■ **Testo di partenza**
*-*-*

Qui Ferrara – Trieste, Udine, il Friuli veneto
La lunga sfida dell’integrazione

FullSizeRender (3) È Trieste, la Trieste “diventata un mito”, come l’ha definita nel suo intervento la professoressa statunitense Lois Dubin, la protagonista della seconda giornata del convegno “Gli ebrei nella storia del Friuli-Venezia Giulia. Una vicenda di lunga durata” promosso dalla Fondazione Museo Nazionale dell’Ebraismo Italiano e della Shoah di Ferrara in collaborazione con l’Università di Udine e l’Università degli Studi di Trieste, la Comunità ebraica e l’Associazione per lo studio dell’Ebraismo delle Venezie, e con il patrocinio dell’UCEI, della Comunità di Ferrara e del Comune, in corso nella città estense all’Istituto di Cultura ‘Casa Giorgio Cini’.
Come nel caso dello studio dell’ebraismo nel Friui veneto, a cui è stata dedicata la prima giornata di lavori, sono state analizzate tutte le vicende economiche, sociali e demografiche che hanno caratterizzato i nuclei ebraici della regione nel corso dei secoli.
Una panoramica che è possibile ottenere, ad esempio, attraverso l’analisi delle fonti notarili, come ha fatto Milena Maniago, ricercatrice all’Università di Udine, che ha studiato in particolare l’attività della famiglia dei Luzzatto a San Daniele del Friuli nel Seicento, diventati i banchieri della città stipulando una condotta con la Comunità. Un caso molto specifico, attraverso cui tuttavia è possibile rendersi conto come l’impresa-famiglia possa essere considerata “un microcosmo che può fungere da campione e paragone con altre realtà italiane”. Piccole comunità in cui una parte della storia ebraica si sviluppa attraverso quella di una sola famiglia. Una realtà complessa e sfaccettata, il cui ruolo economico – ha osservato Maniago – “va oltre la pura gestione del banco di prestito concordata con le autorità cittadine, con altre forme di credito e commercio”, svelata anche da testimonianze delle dinamiche interne al sistema famigliare come le unioni matrimoniali e le divisioni patrimoniali. Lo stesso ha sottolineato Miriam Davide, ricercatrice del’Università di Trieste, che ha descritto la vita economica e sociale degli ebrei fra medioevo ed età moderna. I lasciti testamentari destinati prevalentemente a figlie femmine e la gestione degli affari affidata alle donne, che erano veri e propri capifamiglia – ha sottolineato ad esempio – “sono scelte che dicono molto del ruolo della donna all’interno della Comunità triestina”.

*-*-*

■ **Dati di input**
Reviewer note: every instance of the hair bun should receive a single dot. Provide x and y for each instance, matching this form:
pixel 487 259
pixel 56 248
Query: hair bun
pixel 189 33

*-*-*

■ **Obiettivi**
a - Riscala le voci riscrivendo tutte le righe, richieste comprese, e moltiplica per 2,15 soltanto le coordinate delle risposte, arrotondando all'intero con le metà per eccesso. Lascia invariati i numeri delle richieste e dei modelli di formato.
b - Riprendi il testo sul convegno e proseguilo dopo la sua ultima frase.
Il testo sul convegno e le voci sono materiali distinti tra loro.

■ **Risposte per compito**
a -
Reviewer note: every instance of the hair bun should receive a single dot. Provide x and y for each instance, matching this form:
pixel 487 259
pixel 56 248
Query: hair bun
pixel 406 71

b -
Un altro fenomeno che può considerarsi rivelatore della vita sociale e della demografia delle Comunità ebraiche del Friuli-Venezia Giulia è quello delle conversioni, in particolare nel corso dell’Ottocento, un secolo che segnò l’emancipazione e l’integrazione degli ebrei nella società maggioritaria. Pier Cesare Ioly Zorattini, professore dell’Università di Udine e curatore scientifico del convegno, ha comparato la situazione di Gorizia con quella di Udine. Mentre nel primo caso i battesimi celebrati rappresentarono un fenomeno alquanto marginale rispetto alle dimensioni della Comunità ebraica, nel secondo la cifra non è irrilevante in considerazioni delle ridotte dimensioni del nucleo ebraico. Anche a Trieste, ha poi spiegato Tullia Catalan, ricercatrice presso l’Università degli studi locale, tra Ottocento e Novecento si è registrato un altissimo numero di abiure, non sempre però sfociate in conversioni a un’altra fede. L’ondata è legata a vari fattori, ha spiegato Ioly Zorattini, tra cui la scelta delle nuove generazioni di allontanarsi dalla Comunità ebraica ma anche l’azione della Chiesa e la sua “radicale intransigenza nei confronti delle altre minoranze religiose”. Forte era infatti il pregiudizio antiebraico, come si può riscontrare anche nell’iconografia del Friuli, che è stata analizzata dallo storico dell’arte Paolo Goi, che ha fatto notare come venissero espressi attraverso vari simboli ad esempio il contrasto tra la chiesa e la sinagoga e “l’accusa di deicidio, tra le altre cose attraverso rappresentazioni dello scorpione”, animale minaccioso per eccellenza.
Ad analizzare le manifestazioni di vero e proprio antisemitismo è stato poi anche l’intervento dell’insegnante e saggista Valerio Marchi, che ha parlato della situazione degli ebrei a Udine dalle guerre d’indipendenza alla persecuzione nazifascista. Un’analisi in cui le vicende della storia si intrecciano a quelle degli individui, ha sottolineato Marchi, che ha ad esempio citato il caso di Fabio Luzzatto, “che nel 1931 rifiutò di prestare giuramento di fedeltà al fascismo”, o di Felice Momigliano, che scriveva della sua forte identità italiana legata anche al fatto che il padre fu tra i primi a combattere per l’Unità.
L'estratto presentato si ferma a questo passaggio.